- _TO DO_: Change "moored" to "docked" in the rows from the line with "target: small boat moored at pier" up to and including the line with "M 279 347 L", and return only those lines with nothing else altered.
── DATA SECTION
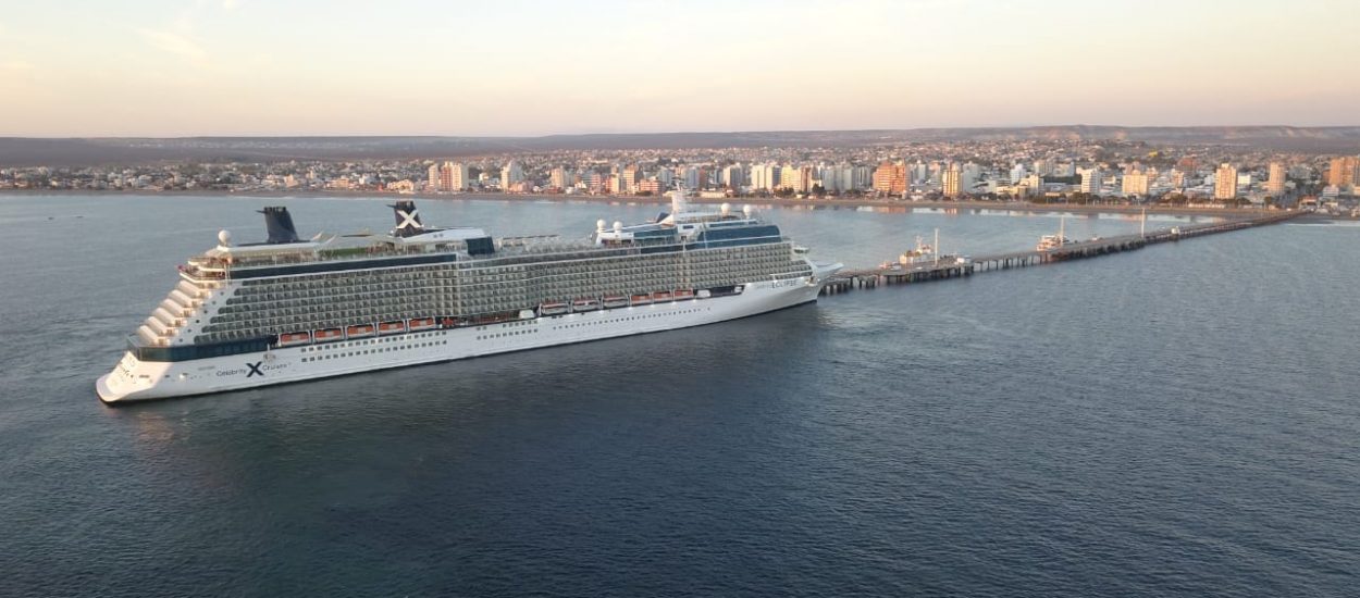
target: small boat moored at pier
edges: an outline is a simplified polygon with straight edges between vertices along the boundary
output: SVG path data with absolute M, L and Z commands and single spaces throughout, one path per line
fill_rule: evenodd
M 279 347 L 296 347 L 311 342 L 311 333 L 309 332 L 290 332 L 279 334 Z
────
── DATA SECTION
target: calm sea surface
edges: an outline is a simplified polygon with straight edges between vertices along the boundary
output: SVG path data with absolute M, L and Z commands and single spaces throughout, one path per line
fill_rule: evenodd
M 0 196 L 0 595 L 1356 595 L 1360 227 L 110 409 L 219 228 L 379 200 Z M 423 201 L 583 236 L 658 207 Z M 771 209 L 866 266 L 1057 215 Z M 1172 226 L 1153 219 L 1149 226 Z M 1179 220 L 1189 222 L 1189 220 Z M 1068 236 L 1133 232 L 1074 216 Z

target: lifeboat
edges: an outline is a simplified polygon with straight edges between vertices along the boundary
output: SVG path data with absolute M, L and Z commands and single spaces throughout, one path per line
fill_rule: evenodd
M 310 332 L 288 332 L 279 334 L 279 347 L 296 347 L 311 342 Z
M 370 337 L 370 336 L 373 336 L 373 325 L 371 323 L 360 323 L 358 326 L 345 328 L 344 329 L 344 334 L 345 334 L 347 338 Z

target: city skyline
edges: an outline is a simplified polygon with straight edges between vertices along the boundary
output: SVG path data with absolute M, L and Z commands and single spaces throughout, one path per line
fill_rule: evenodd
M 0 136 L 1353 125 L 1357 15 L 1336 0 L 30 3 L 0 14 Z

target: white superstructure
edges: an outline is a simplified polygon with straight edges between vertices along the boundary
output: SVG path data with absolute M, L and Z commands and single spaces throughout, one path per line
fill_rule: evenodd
────
── DATA SECTION
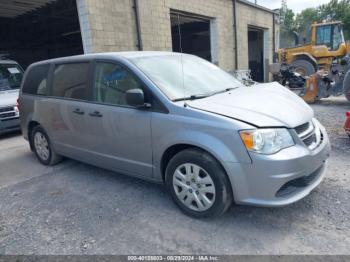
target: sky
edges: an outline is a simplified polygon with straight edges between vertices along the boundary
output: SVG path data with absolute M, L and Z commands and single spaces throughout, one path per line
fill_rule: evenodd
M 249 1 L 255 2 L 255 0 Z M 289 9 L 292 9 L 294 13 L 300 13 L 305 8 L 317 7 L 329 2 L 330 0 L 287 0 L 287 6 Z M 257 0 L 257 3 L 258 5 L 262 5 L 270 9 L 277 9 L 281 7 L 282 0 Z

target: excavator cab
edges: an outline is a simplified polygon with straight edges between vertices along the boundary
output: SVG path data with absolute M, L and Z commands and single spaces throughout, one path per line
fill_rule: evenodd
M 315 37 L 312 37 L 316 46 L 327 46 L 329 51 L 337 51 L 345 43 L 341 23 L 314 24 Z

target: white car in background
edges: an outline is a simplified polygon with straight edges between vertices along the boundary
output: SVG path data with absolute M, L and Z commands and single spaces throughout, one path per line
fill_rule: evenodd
────
- _ANSWER TO THIS EXERCISE_:
target: small boat docked at pier
edges: an outline is a simplified polygon with straight edges between vertices along the boundary
output: SVG path data with absolute M, L and Z commands and single spaces throughout, one path per line
fill_rule: evenodd
M 279 347 L 296 347 L 311 342 L 311 333 L 309 332 L 290 332 L 279 334 Z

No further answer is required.